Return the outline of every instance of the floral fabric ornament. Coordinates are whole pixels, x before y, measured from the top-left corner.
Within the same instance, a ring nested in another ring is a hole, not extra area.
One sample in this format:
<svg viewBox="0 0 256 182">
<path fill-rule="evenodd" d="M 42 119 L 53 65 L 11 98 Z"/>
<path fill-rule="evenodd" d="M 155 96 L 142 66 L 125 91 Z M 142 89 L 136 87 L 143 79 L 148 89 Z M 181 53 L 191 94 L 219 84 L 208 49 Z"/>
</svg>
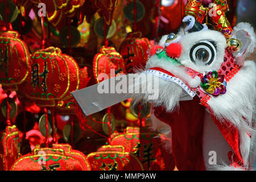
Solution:
<svg viewBox="0 0 256 182">
<path fill-rule="evenodd" d="M 201 81 L 201 87 L 213 96 L 226 93 L 226 82 L 224 81 L 224 76 L 215 71 L 205 73 Z"/>
<path fill-rule="evenodd" d="M 16 126 L 7 126 L 1 136 L 0 170 L 9 171 L 19 156 L 19 131 Z"/>
<path fill-rule="evenodd" d="M 30 53 L 19 36 L 14 31 L 0 33 L 0 84 L 5 91 L 16 91 L 30 72 Z"/>
<path fill-rule="evenodd" d="M 11 171 L 90 171 L 82 152 L 68 144 L 53 144 L 52 147 L 36 147 L 31 154 L 18 159 Z"/>
</svg>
===
▶ Task instructions: Drop the pictures and reproduce the rest of the entries above exactly.

▶ Written answer:
Return the outline of every instance of the floral fabric ornament. Coordinates are whole pixels, x before y, measured from the top-left corner.
Within the same instance, a ring nested in another ring is a hole, not extra area.
One sample in this format:
<svg viewBox="0 0 256 182">
<path fill-rule="evenodd" d="M 42 119 L 53 65 L 11 98 Z"/>
<path fill-rule="evenodd" d="M 155 96 L 142 66 L 125 91 Z M 142 89 L 136 87 L 143 79 L 148 89 Z M 181 53 L 191 94 L 219 84 L 208 49 Z"/>
</svg>
Solution:
<svg viewBox="0 0 256 182">
<path fill-rule="evenodd" d="M 201 81 L 201 87 L 213 96 L 226 93 L 226 82 L 224 81 L 224 76 L 215 71 L 205 73 Z"/>
<path fill-rule="evenodd" d="M 16 126 L 7 126 L 1 136 L 0 170 L 9 171 L 19 156 L 19 131 Z"/>
<path fill-rule="evenodd" d="M 30 53 L 19 36 L 14 31 L 0 33 L 0 84 L 5 91 L 16 91 L 30 72 Z"/>
<path fill-rule="evenodd" d="M 11 171 L 90 171 L 82 152 L 68 144 L 53 144 L 52 147 L 36 147 L 31 154 L 18 159 Z"/>
</svg>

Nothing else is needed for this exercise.